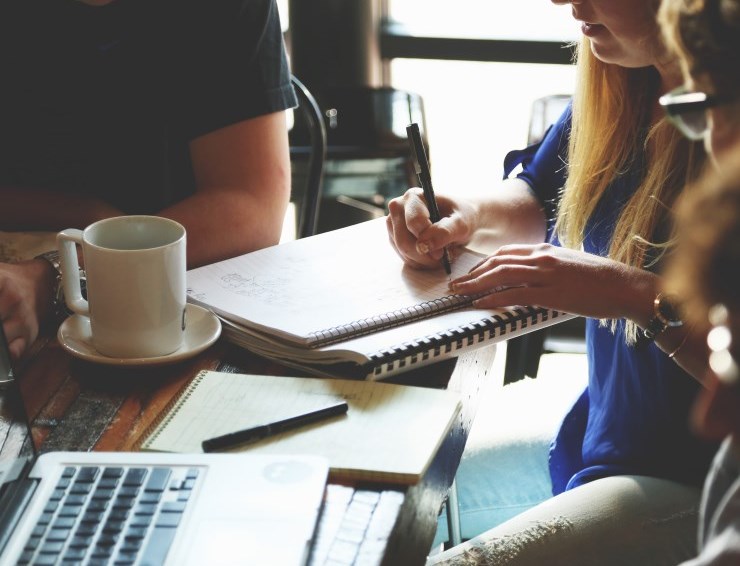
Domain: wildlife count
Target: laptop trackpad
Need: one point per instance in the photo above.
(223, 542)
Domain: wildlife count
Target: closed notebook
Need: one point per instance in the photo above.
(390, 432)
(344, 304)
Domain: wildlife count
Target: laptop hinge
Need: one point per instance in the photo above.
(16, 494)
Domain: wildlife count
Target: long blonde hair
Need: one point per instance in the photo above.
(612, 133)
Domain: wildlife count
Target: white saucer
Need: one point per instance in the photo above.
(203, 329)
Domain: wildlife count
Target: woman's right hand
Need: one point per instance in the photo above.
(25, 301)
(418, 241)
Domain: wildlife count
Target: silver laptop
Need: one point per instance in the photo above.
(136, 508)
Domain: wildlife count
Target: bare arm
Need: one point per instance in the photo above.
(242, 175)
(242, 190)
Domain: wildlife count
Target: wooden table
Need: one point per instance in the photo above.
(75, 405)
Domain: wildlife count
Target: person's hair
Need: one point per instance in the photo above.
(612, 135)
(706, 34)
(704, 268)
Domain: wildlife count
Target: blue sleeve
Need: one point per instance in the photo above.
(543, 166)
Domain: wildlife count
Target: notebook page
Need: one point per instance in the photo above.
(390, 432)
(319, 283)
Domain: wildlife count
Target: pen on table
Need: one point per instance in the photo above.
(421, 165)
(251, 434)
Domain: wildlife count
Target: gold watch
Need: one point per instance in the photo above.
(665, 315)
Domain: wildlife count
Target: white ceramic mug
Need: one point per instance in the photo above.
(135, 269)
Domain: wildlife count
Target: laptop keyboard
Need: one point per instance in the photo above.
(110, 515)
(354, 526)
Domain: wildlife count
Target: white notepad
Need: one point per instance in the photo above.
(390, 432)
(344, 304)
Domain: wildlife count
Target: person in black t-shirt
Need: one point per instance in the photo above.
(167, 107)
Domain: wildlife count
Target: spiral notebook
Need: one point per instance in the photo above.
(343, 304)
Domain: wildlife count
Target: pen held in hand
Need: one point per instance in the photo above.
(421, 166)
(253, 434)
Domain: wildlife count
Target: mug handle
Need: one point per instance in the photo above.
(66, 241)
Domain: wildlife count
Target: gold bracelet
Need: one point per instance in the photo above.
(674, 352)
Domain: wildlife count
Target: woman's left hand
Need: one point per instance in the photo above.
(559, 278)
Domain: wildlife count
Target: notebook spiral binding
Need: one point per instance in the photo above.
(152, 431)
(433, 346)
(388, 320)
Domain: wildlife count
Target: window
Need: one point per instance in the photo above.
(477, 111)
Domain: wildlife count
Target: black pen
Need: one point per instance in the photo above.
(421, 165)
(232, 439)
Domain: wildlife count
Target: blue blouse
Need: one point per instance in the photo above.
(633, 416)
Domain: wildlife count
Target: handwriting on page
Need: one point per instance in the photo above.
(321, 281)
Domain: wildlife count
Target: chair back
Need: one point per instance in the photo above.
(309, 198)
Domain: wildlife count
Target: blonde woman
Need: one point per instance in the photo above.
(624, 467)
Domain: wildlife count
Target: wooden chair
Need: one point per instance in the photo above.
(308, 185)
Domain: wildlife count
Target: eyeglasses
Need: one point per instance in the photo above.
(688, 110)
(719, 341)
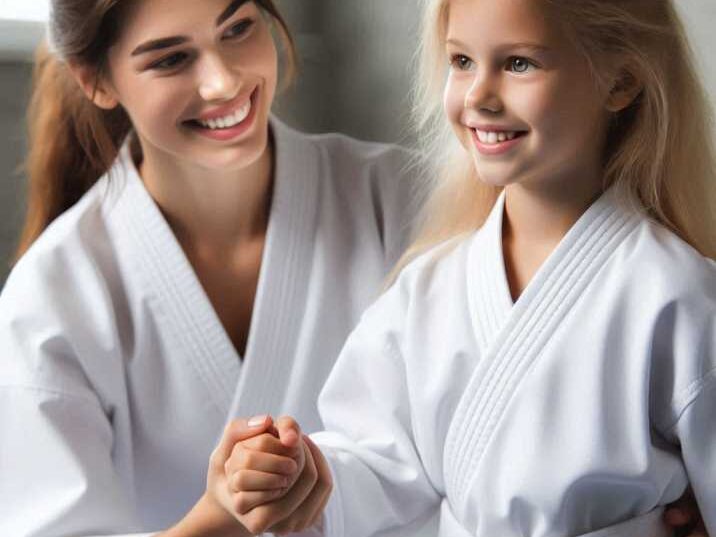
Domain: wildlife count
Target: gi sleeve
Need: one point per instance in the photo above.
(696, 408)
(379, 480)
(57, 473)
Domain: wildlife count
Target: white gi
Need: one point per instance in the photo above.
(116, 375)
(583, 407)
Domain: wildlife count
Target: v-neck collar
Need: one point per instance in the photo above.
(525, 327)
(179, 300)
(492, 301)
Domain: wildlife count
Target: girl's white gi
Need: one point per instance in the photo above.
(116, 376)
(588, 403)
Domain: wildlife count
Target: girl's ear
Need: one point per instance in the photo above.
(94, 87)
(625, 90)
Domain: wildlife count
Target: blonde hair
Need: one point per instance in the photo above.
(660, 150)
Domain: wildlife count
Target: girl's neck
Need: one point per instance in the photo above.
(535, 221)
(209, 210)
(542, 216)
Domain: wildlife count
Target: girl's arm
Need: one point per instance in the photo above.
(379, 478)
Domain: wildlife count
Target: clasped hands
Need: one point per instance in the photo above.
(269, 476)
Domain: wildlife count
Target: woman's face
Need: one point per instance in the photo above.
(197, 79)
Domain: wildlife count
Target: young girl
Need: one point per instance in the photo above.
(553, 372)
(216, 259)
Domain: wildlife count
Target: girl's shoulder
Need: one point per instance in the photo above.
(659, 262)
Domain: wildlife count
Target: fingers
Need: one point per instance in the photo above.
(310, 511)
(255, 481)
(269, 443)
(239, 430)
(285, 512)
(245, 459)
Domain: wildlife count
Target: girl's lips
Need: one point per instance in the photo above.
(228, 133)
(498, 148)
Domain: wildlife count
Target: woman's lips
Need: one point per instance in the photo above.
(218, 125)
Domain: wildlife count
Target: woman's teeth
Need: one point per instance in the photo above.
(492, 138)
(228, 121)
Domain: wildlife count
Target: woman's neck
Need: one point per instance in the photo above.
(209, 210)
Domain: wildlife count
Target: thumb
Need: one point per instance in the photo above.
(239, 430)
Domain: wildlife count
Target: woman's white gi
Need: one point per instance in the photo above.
:::::
**Task requirements:** Pictures in the records must not appear in the copy; transcribe everything else precisely.

**The output:**
Domain: wildlife count
Target: laptop trackpad
Need: one point per instance in the photo above.
(223, 542)
Domain: wildlife count
Target: closed notebook
Need: one point per instance in the photo above.
(390, 432)
(344, 304)
Domain: wildlife count
Target: laptop hinge
Need: one point per instance in the photo above.
(16, 494)
Domain: wildlife count
Target: long blonde hair
Need: one point per instance in the photo above.
(612, 133)
Domain: wildlife count
Target: white saucer
Need: one point per instance in the photo above.
(203, 329)
Domain: wildlife count
Target: woman's right hand
Need: one point per instance in the photo above.
(25, 301)
(418, 241)
Domain: wildlife count
Target: silver laptop
Need: one point per instance in the photo above.
(136, 508)
Domain: wildlife count
Target: bare arm
Need: one point per instance in the photo above.
(242, 175)
(242, 190)
Domain: wildlife count
Target: wooden table
Need: one point per instance in the photo above.
(75, 405)
Domain: wildlife count
Target: person's hair
Need: one point per instance in the photo above.
(612, 135)
(706, 34)
(704, 268)
Domain: wildlife count
Target: blue sleeve
Need: one point per instance in the photo above.
(543, 166)
Domain: wildlife count
Target: notebook page
Need: one point per instance in the photo above.
(390, 432)
(319, 283)
Domain: wildlife count
Target: pen on table
Need: one point per instance in the photo above.
(421, 165)
(251, 434)
Domain: wildlife count
Target: gold watch
Need: one point per instance in the photo above.
(665, 315)
Domain: wildlife count
Target: white ceramic mug
Need: one point per instance in the photo above.
(135, 269)
Domain: wildlife count
Target: laptop keyboard
Need: one point per instance in the photo above.
(110, 515)
(354, 526)
Domain: wildlife count
Target: white notepad
Need: one point per instance in the photo above.
(390, 432)
(344, 304)
Domain: wildlife count
Target: person in black t-shirt
Need: one point per instance in the photo above.
(167, 107)
Domain: wildlife count
Target: spiral notebook
Need: one point per instance in the photo above.
(343, 304)
Domain: wildlife count
Target: pen held in hand
Need: one point per instance in the photo above.
(421, 166)
(253, 434)
Domain: wildlife count
Target: mug handle
Need: one point per instance in the photo above.
(66, 241)
Domain: wildlife count
Target: gold bracelet
Need: one point per instance in the photo above.
(674, 352)
Domain: wildlife count
Target: woman's left hand
Need: one point per instance in the photo above.
(559, 278)
Domain: wildlife count
Target: notebook spiral binding
Need: one point per instance in the photo above.
(152, 431)
(433, 346)
(388, 320)
Domain: wildlife count
Target: window
Need: one point per instance in the photo above.
(477, 111)
Domain: wildlife count
Target: black pen
Need: one point per instance in the photo above.
(421, 165)
(232, 439)
Domain: wildlife count
Target: blue blouse
Need: one point per instance in the photo above.
(633, 416)
Domain: wildlife count
Target: handwriting on page
Need: one point per instance in the photo above.
(321, 281)
Domain: wildlife count
Target: chair back
Need: one point per instance in the photo above.
(309, 198)
Domain: wildlife count
Target: blonde woman
Need: one point per instance in the photo above.
(624, 467)
Domain: wildlife count
Target: wooden chair
Need: one point per instance in the photo above.
(308, 185)
Domain: wildlife count
Target: eyeglasses
Need: one point per instance in the photo above.
(688, 110)
(719, 341)
Domain: wildlife count
Target: gi sleeve
Need: one point per instance in the photo above.
(696, 408)
(379, 480)
(57, 473)
Domain: wildlife count
Target: white gi
Need: one point per instance in the photo above.
(116, 375)
(583, 407)
Domain: wildlife count
Target: v-neck collar
Need: one point per instance in the photo above.
(525, 327)
(179, 300)
(492, 301)
Domain: wildlife count
Target: girl's white gi
Need: one point per instance in the photo above.
(116, 376)
(588, 403)
Domain: wildlife count
Target: girl's ear
Need: one point per instance in the photo above.
(94, 87)
(625, 90)
Domain: wildlife count
Target: blonde hair
Need: one point per instance in the photo above.
(660, 150)
Domain: wildlife count
Target: girl's neck
Need: one point per instance in the photo above.
(535, 221)
(209, 210)
(542, 216)
Domain: wildlife count
Target: girl's arm
Need: one point per instance in the photo above.
(379, 478)
Domain: wildlife count
Target: clasped hands
Need: one point per instance in the photo above.
(269, 476)
Domain: wildlife count
Target: woman's face
Need: one point per instance in the photo above.
(197, 79)
Domain: wildlife count
Target: young girl
Need: one point per instance in the photo above.
(553, 372)
(216, 259)
Domain: wildlife count
Target: girl's shoulder
Need: one point per instance in the photo above.
(659, 262)
Domain: wildlife count
Target: fingers
Need: one point per instance in the photo above.
(310, 511)
(255, 481)
(269, 443)
(239, 430)
(285, 512)
(245, 459)
Domain: wildlife count
Target: girl's lips
Need: one point per instance in the photo above.
(228, 133)
(498, 148)
Domain: wildlife count
Target: woman's lips
Need: one point per instance in the photo above.
(218, 125)
Domain: wildlife count
Target: woman's teeth
Need: one point per instance in the photo above.
(492, 138)
(228, 121)
Domain: wildlife count
Target: woman's neck
Need: one point per instance in the photo above.
(209, 210)
Domain: wildlife count
Target: thumb
Need: one point per instance in the photo above.
(239, 430)
Domain: wildlife count
Target: woman's white gi
Need: one point per instance in the photo above.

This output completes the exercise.